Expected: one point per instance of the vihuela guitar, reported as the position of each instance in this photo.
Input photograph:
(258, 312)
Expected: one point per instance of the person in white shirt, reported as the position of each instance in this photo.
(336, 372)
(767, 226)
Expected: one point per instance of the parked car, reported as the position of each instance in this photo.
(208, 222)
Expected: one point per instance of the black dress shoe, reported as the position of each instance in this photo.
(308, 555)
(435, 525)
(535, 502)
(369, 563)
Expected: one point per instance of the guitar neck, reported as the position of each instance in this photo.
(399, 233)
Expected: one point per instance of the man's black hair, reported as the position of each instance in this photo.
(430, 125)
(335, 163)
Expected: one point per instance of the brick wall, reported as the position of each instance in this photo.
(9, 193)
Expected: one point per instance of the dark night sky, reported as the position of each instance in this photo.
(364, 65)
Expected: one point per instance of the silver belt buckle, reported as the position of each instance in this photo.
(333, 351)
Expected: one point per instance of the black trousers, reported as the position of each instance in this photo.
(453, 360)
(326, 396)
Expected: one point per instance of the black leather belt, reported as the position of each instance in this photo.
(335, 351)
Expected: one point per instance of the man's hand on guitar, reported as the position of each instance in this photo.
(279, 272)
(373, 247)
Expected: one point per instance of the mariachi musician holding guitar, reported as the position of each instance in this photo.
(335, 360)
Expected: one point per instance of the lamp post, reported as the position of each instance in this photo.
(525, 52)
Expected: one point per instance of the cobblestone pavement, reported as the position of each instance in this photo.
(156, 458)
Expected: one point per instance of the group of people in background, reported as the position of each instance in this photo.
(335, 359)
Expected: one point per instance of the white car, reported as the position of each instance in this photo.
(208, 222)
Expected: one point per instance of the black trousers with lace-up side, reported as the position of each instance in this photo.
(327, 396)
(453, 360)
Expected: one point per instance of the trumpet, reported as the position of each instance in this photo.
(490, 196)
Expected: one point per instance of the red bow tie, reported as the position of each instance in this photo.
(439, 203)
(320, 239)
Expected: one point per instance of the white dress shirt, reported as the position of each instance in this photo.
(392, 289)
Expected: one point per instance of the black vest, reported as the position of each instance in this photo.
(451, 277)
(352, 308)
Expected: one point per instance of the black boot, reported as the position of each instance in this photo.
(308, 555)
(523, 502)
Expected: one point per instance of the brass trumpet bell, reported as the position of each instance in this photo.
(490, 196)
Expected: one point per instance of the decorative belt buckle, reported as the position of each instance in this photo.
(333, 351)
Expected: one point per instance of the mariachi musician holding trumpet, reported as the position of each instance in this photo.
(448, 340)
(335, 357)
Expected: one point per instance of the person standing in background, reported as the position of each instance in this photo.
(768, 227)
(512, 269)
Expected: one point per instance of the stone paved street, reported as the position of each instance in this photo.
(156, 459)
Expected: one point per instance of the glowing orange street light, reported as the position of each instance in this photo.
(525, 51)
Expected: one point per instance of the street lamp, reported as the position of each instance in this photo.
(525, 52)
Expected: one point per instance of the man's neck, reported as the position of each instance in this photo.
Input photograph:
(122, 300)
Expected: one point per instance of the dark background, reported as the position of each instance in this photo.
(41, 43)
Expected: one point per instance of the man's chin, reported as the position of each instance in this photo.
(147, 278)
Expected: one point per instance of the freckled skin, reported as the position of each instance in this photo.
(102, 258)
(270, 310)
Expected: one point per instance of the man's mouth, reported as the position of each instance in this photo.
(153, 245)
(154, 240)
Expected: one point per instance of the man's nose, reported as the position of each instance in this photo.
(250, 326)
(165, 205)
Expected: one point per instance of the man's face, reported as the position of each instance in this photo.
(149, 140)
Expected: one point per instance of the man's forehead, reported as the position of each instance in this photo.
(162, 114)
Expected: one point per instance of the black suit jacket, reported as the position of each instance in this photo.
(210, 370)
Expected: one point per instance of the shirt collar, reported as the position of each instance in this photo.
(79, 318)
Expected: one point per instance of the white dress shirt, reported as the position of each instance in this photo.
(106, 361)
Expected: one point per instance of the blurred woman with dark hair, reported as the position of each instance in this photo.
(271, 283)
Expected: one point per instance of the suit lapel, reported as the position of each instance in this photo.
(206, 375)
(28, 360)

* * * * * * *

▶ **What the task requires**: Please give each line of the material above as a Markdown table with the columns Row and Line, numbering the rows and leaving out blank lines.

▶ **Result of this exercise**:
| Row | Line |
|---|---|
| 1 | Expected: one point per instance of the vihuela guitar, reported as the position of each instance in this photo. |
| 2 | Input photograph: |
| 3 | (258, 312) |
| 4 | Expected: one point per instance of the person in white shirt, reported as the position of each instance in this photo. |
| 5 | (336, 372) |
| 6 | (767, 226) |
| 7 | Expected: one point per instance of the parked car, reported as the position of each instance in this photo. |
| 8 | (208, 222) |
| 9 | Expected: one point per instance of the black dress shoe, reported as the position of each instance in this photo. |
| 10 | (308, 555) |
| 11 | (435, 525) |
| 12 | (535, 502) |
| 13 | (369, 563) |
| 14 | Expected: one point per instance of the guitar neck, reported as the position of each instance in this photo. |
| 15 | (399, 233) |
| 16 | Expected: one point per instance of the man's black hair, reported as the position of each instance in this photo. |
| 17 | (430, 125) |
| 18 | (335, 163) |
| 19 | Expected: one point per instance of the brick wall, reported as the position of each instance in this photo. |
| 20 | (9, 193) |
| 21 | Expected: one point per instance of the dark night sky, reported as the position of each instance in this photo. |
| 22 | (364, 65) |
| 23 | Expected: one point per instance of the silver belt buckle, reported as the position of each instance in this photo. |
| 24 | (333, 351) |
| 25 | Expected: one point per instance of the black trousers, reported as the position of each instance in this photo. |
| 26 | (453, 360) |
| 27 | (326, 396) |
| 28 | Expected: one point per instance of the black leather belt, reported as the position of each instance in this photo. |
| 29 | (335, 351) |
| 30 | Expected: one point per instance of the man's hand on guitar, reported as the position of each instance in this photo. |
| 31 | (279, 272) |
| 32 | (373, 247) |
| 33 | Expected: one point per instance of the mariachi musician holding guitar, reported as the position of each instance in this photo. |
| 34 | (335, 360) |
| 35 | Expected: one point per instance of the lamp post, reported as the position of each instance in this photo. |
| 36 | (525, 52) |
| 37 | Expected: one point per instance of the cobblestone pavement, reported as the position of each instance in this photo. |
| 38 | (156, 458) |
| 39 | Expected: one point per instance of the group of people in background, reported as the position of each instance in this photo. |
| 40 | (335, 359) |
| 41 | Expected: one point per instance of the white car, reported as the position of each instance in this photo. |
| 42 | (208, 222) |
| 43 | Expected: one point per instance of the black trousers with lace-up side, reported as the position of each instance in this photo. |
| 44 | (327, 396) |
| 45 | (453, 360) |
| 46 | Expected: one point per instance of the trumpet, reported as the position of each instance in this photo. |
| 47 | (490, 196) |
| 48 | Expected: one point per instance of the red bow tie, reported as the position of each instance in this photo. |
| 49 | (439, 203) |
| 50 | (320, 239) |
| 51 | Expected: one point per instance of the white dress shirt, reported as the position of each instance in this photo. |
| 52 | (392, 289) |
| 53 | Expected: one point per instance of the black vest, reported as the position of each instance in this photo. |
| 54 | (451, 277) |
| 55 | (352, 308) |
| 56 | Expected: one point per instance of the black boot, reported as the position of each instance in this photo. |
| 57 | (308, 555) |
| 58 | (523, 502) |
| 59 | Expected: one point per instance of the brass trumpet bell, reported as the position of each instance in this photo. |
| 60 | (490, 196) |
| 61 | Expected: one point per instance of the decorative belt buckle, reported as the position of each instance in this photo. |
| 62 | (333, 351) |
| 63 | Expected: one point per instance of the mariachi musician holding trumpet, reported as the position of each instance in this photo. |
| 64 | (448, 340) |
| 65 | (335, 357) |
| 66 | Expected: one point per instance of the person standing in background, reported as the position of each instance in this photo. |
| 67 | (768, 227) |
| 68 | (512, 269) |
| 69 | Expected: one point per instance of the stone paved street, reported as the position of each instance in this photo. |
| 70 | (156, 459) |
| 71 | Expected: one point per instance of the glowing orange street light, reported as the position of each instance in this photo. |
| 72 | (525, 51) |
| 73 | Expected: one point per instance of the street lamp, reported as the position of each instance in this photo. |
| 74 | (525, 52) |
| 75 | Expected: one point per instance of the man's neck, reported as the position of each instance in this photo. |
| 76 | Input photograph: |
| 77 | (122, 300) |
| 78 | Expected: one point per instance of the dark background, reported as the position of each instance in this photo. |
| 79 | (41, 43) |
| 80 | Expected: one point per instance of the man's chin, reported as the position of each instance in this photo. |
| 81 | (147, 278) |
| 82 | Expected: one point per instance of the freckled skin, reported as the position of each instance in this photo. |
| 83 | (102, 258) |
| 84 | (270, 310) |
| 85 | Expected: one point per instance of the man's mouth, reported as the position of each instance in this photo. |
| 86 | (153, 245) |
| 87 | (154, 240) |
| 88 | Expected: one point per instance of the man's nose, reported as the position of each instance in this photo. |
| 89 | (250, 326) |
| 90 | (165, 205) |
| 91 | Expected: one point per instance of the man's face, reported as the position of each instance in this photo. |
| 92 | (149, 140) |
| 93 | Expected: one point per instance of the man's forehead, reported as the position of each instance in this photo. |
| 94 | (162, 114) |
| 95 | Expected: one point per instance of the black suit jacket, reported as the position of each instance in this photo. |
| 96 | (210, 370) |
| 97 | Expected: one point per instance of the shirt collar, reported as the position of each instance in this photo. |
| 98 | (79, 318) |
| 99 | Expected: one point per instance of the white dress shirt, reported as the position of each instance in this photo. |
| 100 | (106, 361) |
| 101 | Expected: one point per instance of the blurred woman with dark hair, reported as the position of each instance in this photo. |
| 102 | (271, 283) |
| 103 | Expected: one point per instance of the suit lapel, reported as the position of each instance in this photo. |
| 104 | (206, 375) |
| 105 | (28, 360) |